--- Data records ---
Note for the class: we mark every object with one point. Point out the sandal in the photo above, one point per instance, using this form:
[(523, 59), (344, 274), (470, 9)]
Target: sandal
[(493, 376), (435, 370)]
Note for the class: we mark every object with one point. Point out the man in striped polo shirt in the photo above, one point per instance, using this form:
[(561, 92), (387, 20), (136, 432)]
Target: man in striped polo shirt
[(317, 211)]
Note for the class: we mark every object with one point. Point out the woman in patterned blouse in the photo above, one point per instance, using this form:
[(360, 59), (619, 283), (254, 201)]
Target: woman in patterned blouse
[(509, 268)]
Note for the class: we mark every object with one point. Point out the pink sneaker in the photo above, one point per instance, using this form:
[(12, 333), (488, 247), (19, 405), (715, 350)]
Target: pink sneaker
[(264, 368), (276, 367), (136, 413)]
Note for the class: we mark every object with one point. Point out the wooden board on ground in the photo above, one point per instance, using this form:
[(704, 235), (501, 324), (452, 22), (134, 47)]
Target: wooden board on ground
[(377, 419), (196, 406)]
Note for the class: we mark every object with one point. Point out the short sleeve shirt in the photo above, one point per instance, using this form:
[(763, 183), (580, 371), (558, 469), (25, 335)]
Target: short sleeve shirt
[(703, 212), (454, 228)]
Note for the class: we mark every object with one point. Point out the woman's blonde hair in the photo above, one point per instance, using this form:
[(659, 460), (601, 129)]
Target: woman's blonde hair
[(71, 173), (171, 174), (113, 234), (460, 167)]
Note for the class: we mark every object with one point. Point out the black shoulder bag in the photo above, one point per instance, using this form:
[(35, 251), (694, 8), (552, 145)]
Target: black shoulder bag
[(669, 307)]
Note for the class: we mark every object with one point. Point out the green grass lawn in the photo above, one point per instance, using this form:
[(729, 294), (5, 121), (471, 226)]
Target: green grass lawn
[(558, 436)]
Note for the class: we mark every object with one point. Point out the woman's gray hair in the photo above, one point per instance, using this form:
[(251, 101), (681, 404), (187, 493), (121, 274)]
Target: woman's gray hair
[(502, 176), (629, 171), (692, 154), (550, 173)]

* * *

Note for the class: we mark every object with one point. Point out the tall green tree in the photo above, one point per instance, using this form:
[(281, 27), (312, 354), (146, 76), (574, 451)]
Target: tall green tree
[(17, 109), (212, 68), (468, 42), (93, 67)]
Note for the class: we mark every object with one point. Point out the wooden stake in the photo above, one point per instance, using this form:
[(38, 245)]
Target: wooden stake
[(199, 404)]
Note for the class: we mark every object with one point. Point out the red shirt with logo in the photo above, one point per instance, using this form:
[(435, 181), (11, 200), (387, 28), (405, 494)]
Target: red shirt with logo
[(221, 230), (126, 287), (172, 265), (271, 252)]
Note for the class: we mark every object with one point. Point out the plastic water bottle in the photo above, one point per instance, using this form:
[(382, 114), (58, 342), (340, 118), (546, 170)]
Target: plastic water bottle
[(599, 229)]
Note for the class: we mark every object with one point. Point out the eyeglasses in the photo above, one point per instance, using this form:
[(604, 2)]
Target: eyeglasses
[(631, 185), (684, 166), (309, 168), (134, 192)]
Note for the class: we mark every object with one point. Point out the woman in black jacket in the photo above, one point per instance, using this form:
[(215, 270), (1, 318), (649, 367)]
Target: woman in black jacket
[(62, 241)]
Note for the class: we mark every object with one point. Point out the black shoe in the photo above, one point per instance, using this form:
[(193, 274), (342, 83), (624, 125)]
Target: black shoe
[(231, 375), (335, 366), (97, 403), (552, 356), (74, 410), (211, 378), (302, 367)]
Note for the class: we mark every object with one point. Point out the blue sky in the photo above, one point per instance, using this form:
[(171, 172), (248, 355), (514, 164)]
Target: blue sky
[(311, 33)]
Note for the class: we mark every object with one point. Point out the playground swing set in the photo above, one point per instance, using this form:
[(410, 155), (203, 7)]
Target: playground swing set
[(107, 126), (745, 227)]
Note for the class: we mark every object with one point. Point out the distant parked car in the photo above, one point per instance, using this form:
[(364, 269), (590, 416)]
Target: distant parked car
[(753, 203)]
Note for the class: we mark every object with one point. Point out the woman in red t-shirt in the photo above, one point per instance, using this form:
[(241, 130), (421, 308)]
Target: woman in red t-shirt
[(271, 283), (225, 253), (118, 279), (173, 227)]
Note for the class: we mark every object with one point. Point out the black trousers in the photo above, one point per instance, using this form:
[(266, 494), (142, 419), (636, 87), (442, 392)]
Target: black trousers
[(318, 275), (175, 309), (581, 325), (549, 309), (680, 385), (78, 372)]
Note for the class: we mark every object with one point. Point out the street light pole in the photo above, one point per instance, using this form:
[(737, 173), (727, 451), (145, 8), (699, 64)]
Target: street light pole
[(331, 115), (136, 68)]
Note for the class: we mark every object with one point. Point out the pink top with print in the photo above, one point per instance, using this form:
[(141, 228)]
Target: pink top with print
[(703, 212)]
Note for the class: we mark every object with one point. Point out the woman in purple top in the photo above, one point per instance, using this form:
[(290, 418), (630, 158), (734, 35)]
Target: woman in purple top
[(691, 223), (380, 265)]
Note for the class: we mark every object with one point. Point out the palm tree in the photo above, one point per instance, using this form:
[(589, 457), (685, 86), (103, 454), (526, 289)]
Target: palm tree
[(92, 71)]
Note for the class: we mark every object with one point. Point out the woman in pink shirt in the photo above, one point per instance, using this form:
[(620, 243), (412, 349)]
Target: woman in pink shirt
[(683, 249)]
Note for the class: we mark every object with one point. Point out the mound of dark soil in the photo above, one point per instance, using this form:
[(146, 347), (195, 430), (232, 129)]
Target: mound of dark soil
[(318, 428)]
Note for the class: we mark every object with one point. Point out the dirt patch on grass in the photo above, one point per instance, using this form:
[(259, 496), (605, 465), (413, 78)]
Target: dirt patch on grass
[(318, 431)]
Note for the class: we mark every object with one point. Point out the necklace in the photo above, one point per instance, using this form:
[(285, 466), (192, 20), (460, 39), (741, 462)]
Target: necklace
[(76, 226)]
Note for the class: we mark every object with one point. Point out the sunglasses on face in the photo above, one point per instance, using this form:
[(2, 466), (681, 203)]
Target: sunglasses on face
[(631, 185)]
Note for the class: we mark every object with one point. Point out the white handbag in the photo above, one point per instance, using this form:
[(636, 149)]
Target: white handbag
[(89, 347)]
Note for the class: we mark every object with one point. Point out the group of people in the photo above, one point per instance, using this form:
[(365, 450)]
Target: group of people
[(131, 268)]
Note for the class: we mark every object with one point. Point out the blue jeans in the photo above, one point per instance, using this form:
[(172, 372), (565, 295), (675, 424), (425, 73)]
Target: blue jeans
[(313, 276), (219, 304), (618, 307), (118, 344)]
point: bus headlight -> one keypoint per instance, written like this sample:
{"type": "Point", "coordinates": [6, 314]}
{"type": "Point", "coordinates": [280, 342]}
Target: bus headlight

* * *

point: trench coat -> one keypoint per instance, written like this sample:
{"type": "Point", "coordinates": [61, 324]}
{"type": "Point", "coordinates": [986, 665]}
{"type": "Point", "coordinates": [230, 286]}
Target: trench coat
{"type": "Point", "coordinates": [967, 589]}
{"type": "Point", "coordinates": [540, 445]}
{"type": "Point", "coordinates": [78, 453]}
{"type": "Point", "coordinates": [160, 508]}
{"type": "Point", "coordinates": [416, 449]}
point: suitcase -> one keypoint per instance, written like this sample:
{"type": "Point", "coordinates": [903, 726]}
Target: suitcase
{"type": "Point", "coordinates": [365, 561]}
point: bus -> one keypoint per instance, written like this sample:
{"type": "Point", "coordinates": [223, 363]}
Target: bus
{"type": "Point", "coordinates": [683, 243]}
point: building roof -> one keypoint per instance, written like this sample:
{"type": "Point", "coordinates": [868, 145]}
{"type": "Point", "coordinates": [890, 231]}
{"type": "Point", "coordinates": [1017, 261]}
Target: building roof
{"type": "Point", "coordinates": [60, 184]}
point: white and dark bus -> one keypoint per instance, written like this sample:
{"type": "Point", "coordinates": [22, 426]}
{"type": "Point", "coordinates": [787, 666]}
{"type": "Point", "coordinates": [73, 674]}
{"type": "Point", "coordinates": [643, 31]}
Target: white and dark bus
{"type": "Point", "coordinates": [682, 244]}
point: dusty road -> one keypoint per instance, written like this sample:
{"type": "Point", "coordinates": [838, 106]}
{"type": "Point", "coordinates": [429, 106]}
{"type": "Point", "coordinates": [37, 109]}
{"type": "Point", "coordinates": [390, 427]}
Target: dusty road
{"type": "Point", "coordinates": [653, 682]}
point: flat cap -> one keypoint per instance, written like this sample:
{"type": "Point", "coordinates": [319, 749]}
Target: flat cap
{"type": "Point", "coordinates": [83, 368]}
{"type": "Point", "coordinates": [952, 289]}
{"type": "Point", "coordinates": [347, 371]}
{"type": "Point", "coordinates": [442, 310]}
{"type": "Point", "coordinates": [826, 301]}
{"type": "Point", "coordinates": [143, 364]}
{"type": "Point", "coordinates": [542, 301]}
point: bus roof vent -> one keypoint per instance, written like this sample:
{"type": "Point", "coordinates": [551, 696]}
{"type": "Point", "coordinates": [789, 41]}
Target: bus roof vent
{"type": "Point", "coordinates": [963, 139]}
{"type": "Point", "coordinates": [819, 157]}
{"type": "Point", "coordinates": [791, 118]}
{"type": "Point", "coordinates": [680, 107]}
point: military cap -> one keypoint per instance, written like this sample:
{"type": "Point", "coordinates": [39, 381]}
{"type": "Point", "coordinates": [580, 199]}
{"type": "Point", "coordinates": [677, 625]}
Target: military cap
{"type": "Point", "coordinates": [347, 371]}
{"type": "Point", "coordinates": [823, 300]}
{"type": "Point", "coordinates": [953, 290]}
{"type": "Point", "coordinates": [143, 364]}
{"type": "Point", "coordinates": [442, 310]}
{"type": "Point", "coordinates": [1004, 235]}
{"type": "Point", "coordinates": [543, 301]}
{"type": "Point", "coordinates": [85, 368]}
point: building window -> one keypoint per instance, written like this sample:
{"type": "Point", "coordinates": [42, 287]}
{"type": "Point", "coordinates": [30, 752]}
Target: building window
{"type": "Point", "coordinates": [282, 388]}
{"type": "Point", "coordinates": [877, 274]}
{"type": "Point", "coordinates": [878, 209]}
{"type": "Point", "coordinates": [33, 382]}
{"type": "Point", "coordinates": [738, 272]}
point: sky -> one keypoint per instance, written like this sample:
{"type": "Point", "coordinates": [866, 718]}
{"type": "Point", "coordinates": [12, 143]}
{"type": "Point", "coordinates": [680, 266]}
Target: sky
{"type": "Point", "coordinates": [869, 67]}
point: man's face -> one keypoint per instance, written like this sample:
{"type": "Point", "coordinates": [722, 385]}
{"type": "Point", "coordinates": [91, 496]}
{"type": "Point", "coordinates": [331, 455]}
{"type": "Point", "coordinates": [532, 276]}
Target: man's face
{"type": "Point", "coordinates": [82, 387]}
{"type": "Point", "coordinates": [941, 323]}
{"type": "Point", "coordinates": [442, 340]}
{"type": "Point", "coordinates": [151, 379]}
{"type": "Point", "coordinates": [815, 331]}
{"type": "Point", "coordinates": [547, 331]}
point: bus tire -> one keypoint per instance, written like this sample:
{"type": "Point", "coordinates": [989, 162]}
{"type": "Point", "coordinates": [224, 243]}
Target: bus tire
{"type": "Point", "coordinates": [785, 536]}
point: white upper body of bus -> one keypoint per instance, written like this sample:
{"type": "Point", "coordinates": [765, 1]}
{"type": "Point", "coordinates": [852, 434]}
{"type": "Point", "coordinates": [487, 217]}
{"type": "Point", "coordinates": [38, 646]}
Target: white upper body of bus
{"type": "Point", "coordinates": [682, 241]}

--- About this exercise ---
Look through the entries and copy every line in which the string "headlight" appears.

--- Answer to this task ---
point: bus headlight -> one keypoint per instance, written like this sample:
Target: bus headlight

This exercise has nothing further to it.